Start of TASK DATA
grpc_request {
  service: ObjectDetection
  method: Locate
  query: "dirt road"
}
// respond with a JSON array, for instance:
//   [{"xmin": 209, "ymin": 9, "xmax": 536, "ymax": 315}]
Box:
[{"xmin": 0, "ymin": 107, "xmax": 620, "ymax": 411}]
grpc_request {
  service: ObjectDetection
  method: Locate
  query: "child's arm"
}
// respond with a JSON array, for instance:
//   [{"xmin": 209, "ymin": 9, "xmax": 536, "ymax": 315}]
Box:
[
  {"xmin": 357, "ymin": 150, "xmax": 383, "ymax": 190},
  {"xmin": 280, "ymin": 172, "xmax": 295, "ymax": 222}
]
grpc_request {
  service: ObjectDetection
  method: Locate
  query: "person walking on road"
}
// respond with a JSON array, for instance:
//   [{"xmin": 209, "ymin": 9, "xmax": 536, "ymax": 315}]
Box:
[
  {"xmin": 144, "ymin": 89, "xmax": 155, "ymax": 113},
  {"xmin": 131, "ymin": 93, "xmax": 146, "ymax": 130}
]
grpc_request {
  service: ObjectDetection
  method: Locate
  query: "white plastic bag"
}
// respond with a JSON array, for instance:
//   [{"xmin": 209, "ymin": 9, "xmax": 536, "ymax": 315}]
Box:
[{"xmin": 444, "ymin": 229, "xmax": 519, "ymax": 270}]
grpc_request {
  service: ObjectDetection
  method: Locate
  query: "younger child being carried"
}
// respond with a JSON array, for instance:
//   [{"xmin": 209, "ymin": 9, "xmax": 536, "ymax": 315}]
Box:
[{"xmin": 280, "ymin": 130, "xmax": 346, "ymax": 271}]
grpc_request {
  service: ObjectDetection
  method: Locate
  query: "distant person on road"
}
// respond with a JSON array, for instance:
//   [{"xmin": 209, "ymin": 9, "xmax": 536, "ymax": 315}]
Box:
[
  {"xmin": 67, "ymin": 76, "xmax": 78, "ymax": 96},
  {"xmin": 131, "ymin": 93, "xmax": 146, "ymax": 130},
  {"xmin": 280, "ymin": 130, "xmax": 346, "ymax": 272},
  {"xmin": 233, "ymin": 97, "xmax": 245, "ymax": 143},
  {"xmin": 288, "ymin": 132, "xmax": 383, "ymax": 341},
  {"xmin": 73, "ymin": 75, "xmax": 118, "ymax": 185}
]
End of TASK DATA
◆ **EXERCISE AIM**
Make an exact copy of all the data.

◆ **FINISHED TASK**
grpc_request {
  service: ObjectDetection
  method: Locate
  query: "dirt road"
}
// respond with a JSON array, for instance:
//   [{"xmin": 209, "ymin": 9, "xmax": 536, "ymax": 315}]
Box:
[{"xmin": 0, "ymin": 107, "xmax": 620, "ymax": 411}]
grpc_request {
  service: ObjectDetection
  method: Locate
  query: "child's arm"
}
// respond with a JSON array, for instance:
//   [{"xmin": 209, "ymin": 9, "xmax": 536, "ymax": 315}]
Box:
[
  {"xmin": 357, "ymin": 150, "xmax": 383, "ymax": 190},
  {"xmin": 280, "ymin": 172, "xmax": 295, "ymax": 222}
]
grpc_request {
  service: ObjectDetection
  method: Locate
  query: "person walking on road"
}
// respond with a JSON array, for instance:
//   [{"xmin": 209, "ymin": 9, "xmax": 536, "ymax": 315}]
Box:
[
  {"xmin": 144, "ymin": 89, "xmax": 155, "ymax": 113},
  {"xmin": 131, "ymin": 93, "xmax": 146, "ymax": 130}
]
grpc_request {
  service: ObjectDetection
  method: Locate
  query: "white plastic bag"
}
// respond with a JSON array, for instance:
//   [{"xmin": 209, "ymin": 9, "xmax": 536, "ymax": 315}]
Box:
[{"xmin": 444, "ymin": 229, "xmax": 519, "ymax": 270}]
grpc_request {
  service: ObjectDetection
  method: Locate
  query: "younger child being carried"
}
// respond with a JSON array, for instance:
//   [{"xmin": 209, "ymin": 9, "xmax": 536, "ymax": 315}]
Box:
[{"xmin": 280, "ymin": 130, "xmax": 346, "ymax": 271}]
grpc_request {
  service: ObjectDetection
  method: Locate
  query: "distant person on road"
}
// respond with a JSON array, for instance:
//   [{"xmin": 209, "ymin": 9, "xmax": 536, "ymax": 315}]
Box:
[
  {"xmin": 67, "ymin": 76, "xmax": 78, "ymax": 96},
  {"xmin": 131, "ymin": 93, "xmax": 146, "ymax": 130},
  {"xmin": 280, "ymin": 130, "xmax": 346, "ymax": 272},
  {"xmin": 233, "ymin": 97, "xmax": 245, "ymax": 143},
  {"xmin": 288, "ymin": 132, "xmax": 383, "ymax": 341},
  {"xmin": 73, "ymin": 75, "xmax": 118, "ymax": 185}
]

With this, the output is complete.